*Set tasks*.
1: In the "She Shook Me Cold" article, what was the song's working title?
2: Please transcribe everything in the "She Shook Me Cold" article from "Song details" down to "recent album Truth.".

Start Document segment

"She Shook Me Cold" is a song written by David Bowie in 1970 for the album The Man Who Sold the World. Mick Ronson's solo guitar is influenced by hard rock  as played by Cream, Led Zeppelin and Jeff Beck. Although solely credited to Bowie, this and other songs from the album were constructed around jams by all of the musicians. Tony Visconti, who played bass on the track in addition to producing the entire album, was quoted as saying, "The songs were written by all four of us. We'd jam in a basement, and Bowie would just say whether he liked them or not."

Song details 
The working title of this track was "Suck". Its title bears a resemblance to the Muddy Waters song "You Shook Me," which was recorded by Jeff Beck for the then recent album Truth.

End Document segment
Start Dataset content

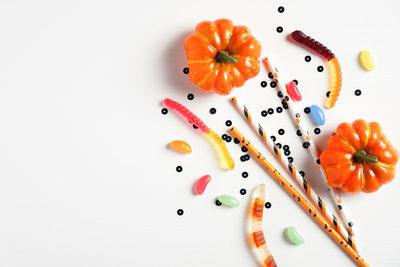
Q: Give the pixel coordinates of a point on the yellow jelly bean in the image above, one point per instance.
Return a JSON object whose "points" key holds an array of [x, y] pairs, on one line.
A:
{"points": [[180, 146], [366, 60]]}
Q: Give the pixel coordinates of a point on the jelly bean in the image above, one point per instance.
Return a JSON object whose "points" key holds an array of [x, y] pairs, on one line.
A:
{"points": [[229, 201], [293, 236], [293, 91], [201, 184], [317, 115], [366, 60], [180, 146]]}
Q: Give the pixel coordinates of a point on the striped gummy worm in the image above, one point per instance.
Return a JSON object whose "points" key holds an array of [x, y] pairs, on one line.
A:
{"points": [[335, 73], [256, 125], [255, 230], [225, 159]]}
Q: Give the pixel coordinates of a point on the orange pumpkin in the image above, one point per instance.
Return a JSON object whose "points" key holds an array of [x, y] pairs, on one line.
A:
{"points": [[221, 56], [359, 158]]}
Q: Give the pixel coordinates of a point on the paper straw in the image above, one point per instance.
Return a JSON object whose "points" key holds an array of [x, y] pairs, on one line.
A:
{"points": [[340, 207], [317, 200], [299, 198]]}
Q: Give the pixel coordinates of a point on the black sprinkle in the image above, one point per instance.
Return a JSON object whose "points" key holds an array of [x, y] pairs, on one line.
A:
{"points": [[264, 113], [263, 84]]}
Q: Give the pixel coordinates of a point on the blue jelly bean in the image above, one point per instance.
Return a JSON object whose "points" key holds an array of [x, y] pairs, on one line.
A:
{"points": [[317, 115]]}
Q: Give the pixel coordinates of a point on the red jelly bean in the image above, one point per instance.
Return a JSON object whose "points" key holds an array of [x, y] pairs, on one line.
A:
{"points": [[201, 184], [293, 92]]}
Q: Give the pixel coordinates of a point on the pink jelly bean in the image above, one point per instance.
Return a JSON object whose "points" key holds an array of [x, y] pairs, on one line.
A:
{"points": [[293, 92], [201, 184]]}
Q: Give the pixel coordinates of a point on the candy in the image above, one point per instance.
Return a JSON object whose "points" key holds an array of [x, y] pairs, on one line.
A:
{"points": [[293, 236], [180, 146], [255, 231], [201, 184], [293, 91], [335, 73], [317, 115], [225, 159], [366, 60], [229, 201]]}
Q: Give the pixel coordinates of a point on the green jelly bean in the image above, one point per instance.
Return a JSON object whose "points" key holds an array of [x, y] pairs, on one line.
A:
{"points": [[292, 236], [229, 201]]}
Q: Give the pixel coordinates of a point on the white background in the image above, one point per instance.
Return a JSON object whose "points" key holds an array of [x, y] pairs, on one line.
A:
{"points": [[86, 178]]}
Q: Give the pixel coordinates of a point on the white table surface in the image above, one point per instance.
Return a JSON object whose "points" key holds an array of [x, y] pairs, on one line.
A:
{"points": [[85, 175]]}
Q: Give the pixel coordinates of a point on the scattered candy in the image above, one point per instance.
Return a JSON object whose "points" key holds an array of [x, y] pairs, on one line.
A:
{"points": [[255, 230], [317, 115], [335, 73], [226, 160], [366, 60], [180, 146], [201, 184], [293, 236], [228, 201], [293, 91]]}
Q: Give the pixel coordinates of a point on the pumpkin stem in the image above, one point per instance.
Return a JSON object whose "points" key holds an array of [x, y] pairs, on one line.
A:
{"points": [[362, 157], [224, 57]]}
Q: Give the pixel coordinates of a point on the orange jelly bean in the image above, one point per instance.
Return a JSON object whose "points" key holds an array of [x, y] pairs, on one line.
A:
{"points": [[180, 146]]}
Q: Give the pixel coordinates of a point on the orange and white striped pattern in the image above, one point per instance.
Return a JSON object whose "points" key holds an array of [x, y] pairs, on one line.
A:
{"points": [[340, 207], [255, 230], [317, 200]]}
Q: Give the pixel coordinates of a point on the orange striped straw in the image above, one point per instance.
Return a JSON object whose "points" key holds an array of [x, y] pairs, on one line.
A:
{"points": [[300, 199]]}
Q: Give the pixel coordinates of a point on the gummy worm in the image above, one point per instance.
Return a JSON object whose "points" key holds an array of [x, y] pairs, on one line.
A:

End Dataset content

*Results by task*.
1: "Suck"

2:
Song details 
The working title of this track was "Suck". Its title bears a resemblance to the Muddy Waters song "You Shook Me," which was recorded by Jeff Beck for the then recent album Truth.